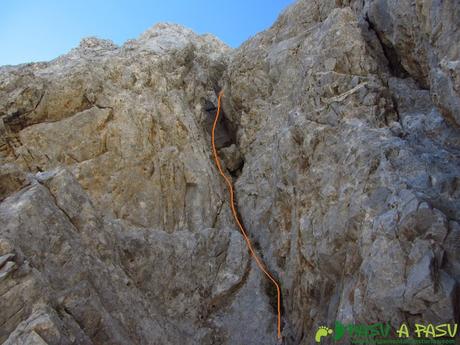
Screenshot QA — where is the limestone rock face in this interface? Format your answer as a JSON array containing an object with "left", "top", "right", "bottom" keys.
[{"left": 0, "top": 0, "right": 460, "bottom": 345}]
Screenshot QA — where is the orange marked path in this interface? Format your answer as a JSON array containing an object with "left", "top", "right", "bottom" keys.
[{"left": 211, "top": 91, "right": 281, "bottom": 341}]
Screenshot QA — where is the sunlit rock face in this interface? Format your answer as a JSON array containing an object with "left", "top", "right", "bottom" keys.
[{"left": 0, "top": 0, "right": 460, "bottom": 345}]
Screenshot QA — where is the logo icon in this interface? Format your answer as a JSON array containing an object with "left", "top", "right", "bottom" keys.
[{"left": 315, "top": 326, "right": 334, "bottom": 343}]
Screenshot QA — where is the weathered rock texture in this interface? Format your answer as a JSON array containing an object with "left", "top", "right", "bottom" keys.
[{"left": 0, "top": 0, "right": 460, "bottom": 345}]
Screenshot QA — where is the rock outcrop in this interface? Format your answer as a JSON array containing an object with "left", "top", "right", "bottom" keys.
[{"left": 0, "top": 0, "right": 460, "bottom": 345}]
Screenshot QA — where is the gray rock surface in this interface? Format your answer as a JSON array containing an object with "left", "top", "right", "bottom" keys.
[{"left": 0, "top": 0, "right": 460, "bottom": 345}]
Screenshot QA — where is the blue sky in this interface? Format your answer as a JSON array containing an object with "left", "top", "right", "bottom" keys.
[{"left": 0, "top": 0, "right": 293, "bottom": 65}]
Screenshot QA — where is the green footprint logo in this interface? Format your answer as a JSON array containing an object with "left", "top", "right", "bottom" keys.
[{"left": 315, "top": 326, "right": 334, "bottom": 343}]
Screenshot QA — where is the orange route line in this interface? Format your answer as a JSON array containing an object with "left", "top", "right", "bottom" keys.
[{"left": 211, "top": 91, "right": 281, "bottom": 341}]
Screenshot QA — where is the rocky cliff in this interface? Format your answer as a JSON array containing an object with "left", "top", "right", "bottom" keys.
[{"left": 0, "top": 0, "right": 460, "bottom": 345}]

### YOUR TASK
Reproduce all of the records above verbatim, omitting the picture from your reproduction.

### FINAL ANSWER
Screenshot QA — where is the limestone rock face in this interface? Format your answer as a JSON array containing an object with "left", "top", "right", "bottom" keys.
[{"left": 0, "top": 0, "right": 460, "bottom": 345}]
Screenshot QA — where is the orange marked path in this interface? Format your answer as a JSON array containing an object with "left", "top", "right", "bottom" keys.
[{"left": 211, "top": 91, "right": 281, "bottom": 341}]
Screenshot QA — where is the sunlit rock face in this interface? Format your answer as a JSON array containing an object with "left", "top", "right", "bottom" keys.
[{"left": 0, "top": 0, "right": 460, "bottom": 345}]
Screenshot QA — where is the logo icon in this interface? Format your answer as a JSON array containing an object with "left", "top", "right", "bottom" keys.
[{"left": 315, "top": 326, "right": 334, "bottom": 343}]
Screenshot QA — where is the weathered rock texture in this interface? Format your answer as a JSON array containing an object with "left", "top", "right", "bottom" keys.
[{"left": 0, "top": 0, "right": 460, "bottom": 345}]
Screenshot QA — where is the rock outcrop in this interface? Format your answer as a JSON array containing an object with "left", "top", "right", "bottom" keys.
[{"left": 0, "top": 0, "right": 460, "bottom": 345}]
Screenshot QA — where is the gray rock surface in this interface? Format your answer as a JSON array containing an object with "left", "top", "right", "bottom" keys.
[{"left": 0, "top": 0, "right": 460, "bottom": 345}]
Screenshot QA — where is the blue sky in this interface? Format your answer as a JSON array containing an object with "left", "top", "right", "bottom" keys.
[{"left": 0, "top": 0, "right": 293, "bottom": 65}]
Screenshot QA — where is the green footprint logo in this interface? Format your answer as a JSON array containing an object with "left", "top", "right", "bottom" keys.
[{"left": 315, "top": 326, "right": 334, "bottom": 343}]
Screenshot QA — where is the orange route line in this interface? Format your answer as a JSON array containing an object with "left", "top", "right", "bottom" keys.
[{"left": 211, "top": 91, "right": 281, "bottom": 341}]
Screenshot QA — where is the rocky cliff in this interface? Format your answer as a JSON array containing an object with "left", "top", "right", "bottom" keys.
[{"left": 0, "top": 0, "right": 460, "bottom": 345}]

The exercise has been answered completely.